**EXERCISE DATA:**

════════

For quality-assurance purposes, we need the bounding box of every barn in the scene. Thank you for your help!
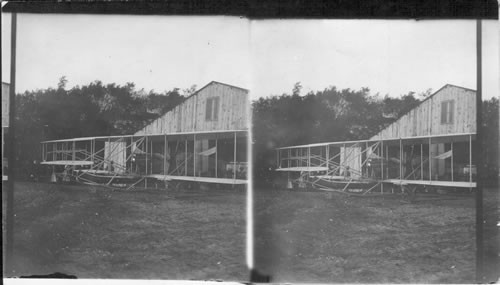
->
[42,81,250,188]
[276,84,477,193]
[370,84,476,181]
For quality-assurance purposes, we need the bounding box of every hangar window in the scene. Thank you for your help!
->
[441,100,455,124]
[205,97,219,121]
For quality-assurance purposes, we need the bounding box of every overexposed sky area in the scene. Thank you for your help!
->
[2,14,500,99]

════════

**PROBLEM DESCRIPTION:** Rescale the data above by rewriting every line, text lines included, with each bounding-box coordinate multiplied by 2.2 and rounded to a whole number, halves rounded up. Leave the pictures out.

**REPLY TO THE TASK:**
For quality-assurance purposes, we need the bounding box of every barn in the scene. Thank you for your help!
->
[92,178,550,414]
[607,185,1049,425]
[814,185,1047,398]
For quality-assurance purposes, we need the bounding box of every hangar window in the scene. Thank you for your help!
->
[970,220,1001,273]
[451,213,482,266]
For quality-assurance purposes, we need the bounding box of every overexposed sky area in the scene. Thank you for your help!
->
[4,31,1100,218]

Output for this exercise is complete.